** EXTRACT PROVIDED follows **

“It’s hotter than hell, but don’t it make for a sunset” begins Orchid South, the third album by acclaimed Memphis singer-songwriter Chris Milam (“MY-lum”). Introducing a lush, bold rock & roll record full of extremes—the highs and lows of adolescence—Milam sets a stage of looming disaster and irrepressible beauty. This is Milam’s teenage wasteland: it’s the end of the world as we know it and I feel everything.
Milam’s first two albums, Kids These Days (2017) and Meanwhile (2020), earned him widespread critical acclaim (“invites—and earns—the Paul Simon comparisons,” raved American Songwriter). Years of dogged, grassroots touring and festival appearances (SXSW, Americanafest) earned him a dedicated fanbase across the US & UK. Collaborations and co-bills with Stax legend William Bell, Valerie June, Amanda Shires, Cory Branan, et al earned Milam’s reputation as an ascendent artist to watch.

** End of EXTRACT PROVIDED **

◆ **EXERCISE INSTRUCTIONS**:
[A] In the Chris Milam bio, what does the text say earned Milam a dedicated fanbase across the US and UK? Answer in one to three sentences.
[B] Answer these questions from the Chris Milam bio:
(i) What is the title of Milam's third album?
(ii) In what year was Meanwhile released?
(iii) Which publication made the Paul Simon comparison?
[C] Continue the bio of singer-songwriter Chris Milam from the point where it stops.
The material that comes later is not needed here.

** RECORD SET follows **

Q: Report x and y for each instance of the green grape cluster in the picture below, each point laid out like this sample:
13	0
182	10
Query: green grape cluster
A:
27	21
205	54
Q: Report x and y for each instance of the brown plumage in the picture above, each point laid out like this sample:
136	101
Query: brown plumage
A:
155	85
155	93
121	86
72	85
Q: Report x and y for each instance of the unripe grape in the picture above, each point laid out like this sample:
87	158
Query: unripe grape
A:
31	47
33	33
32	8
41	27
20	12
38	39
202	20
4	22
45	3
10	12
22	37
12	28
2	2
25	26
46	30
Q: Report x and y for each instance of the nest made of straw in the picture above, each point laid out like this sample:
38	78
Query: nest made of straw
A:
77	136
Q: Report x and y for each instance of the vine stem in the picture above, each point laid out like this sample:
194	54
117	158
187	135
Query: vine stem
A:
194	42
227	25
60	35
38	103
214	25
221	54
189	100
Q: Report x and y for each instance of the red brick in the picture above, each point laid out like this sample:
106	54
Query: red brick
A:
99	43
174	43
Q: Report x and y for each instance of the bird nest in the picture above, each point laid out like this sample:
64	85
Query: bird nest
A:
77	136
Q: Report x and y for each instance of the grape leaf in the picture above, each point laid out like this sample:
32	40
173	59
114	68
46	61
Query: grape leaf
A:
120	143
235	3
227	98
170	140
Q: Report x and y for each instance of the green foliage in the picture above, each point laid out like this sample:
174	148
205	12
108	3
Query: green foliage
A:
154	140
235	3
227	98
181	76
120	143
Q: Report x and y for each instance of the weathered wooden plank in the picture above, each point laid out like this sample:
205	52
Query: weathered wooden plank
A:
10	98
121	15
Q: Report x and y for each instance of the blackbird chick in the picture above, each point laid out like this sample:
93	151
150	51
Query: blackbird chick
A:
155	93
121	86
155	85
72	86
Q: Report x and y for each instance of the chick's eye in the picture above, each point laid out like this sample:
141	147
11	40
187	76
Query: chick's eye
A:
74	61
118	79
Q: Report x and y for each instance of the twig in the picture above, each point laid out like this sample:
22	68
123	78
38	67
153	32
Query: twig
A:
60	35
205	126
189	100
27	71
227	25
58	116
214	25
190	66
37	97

** End of RECORD SET **

◆ **EXPECTED RESULTS**:
[A] Milam's dedicated fanbase across the US and UK came from years of dogged, grassroots touring and festival appearances, including SXSW and Americanafest.

[B]
(i) Orchid South
(ii) 2020
(iii) American Songwriter

[C]
Now comes Orchid South, Milam’s third LP. Like his first two, OS was cut at High/Low Recording in Memphis with Milam’s longtime producer Toby Vest. But unlike the electronically-inflected folk of Kids These Days, or the stripped-down Americana of Meanwhile, Orchid South is Milam’s most ambitious project to date: eleven songs in four days, one band, all recording live on the tracking room floor.
Every aspect of Orchid South—from its inception through its production—runs counter to current music industry trends. Here is an old-school, cohesive album in a singles world. A singer-songwriter album of loud, fast rock songs. Live recording in an age of overdubs. And an independent artist writing swing-for-the-fences anthems.
“Thankfully,” laughs Milam, “Memphis knows a thing or two about rock and roll.”
The material attracted an all-star band of Memphis musicians: guitarists Steve Selvidge (The Hold Steady) and Luke White (Spiral Stairs), keys ace Rick Steff (Lucero), horn section Art Edmaiston and Marc Franklin (Al Green, Allman Brothers, Jason Isbell), bassist Mark Edgar Stuart (Alvin Youngblood Hart), and drummer Shawn Zorn (Twin Forks).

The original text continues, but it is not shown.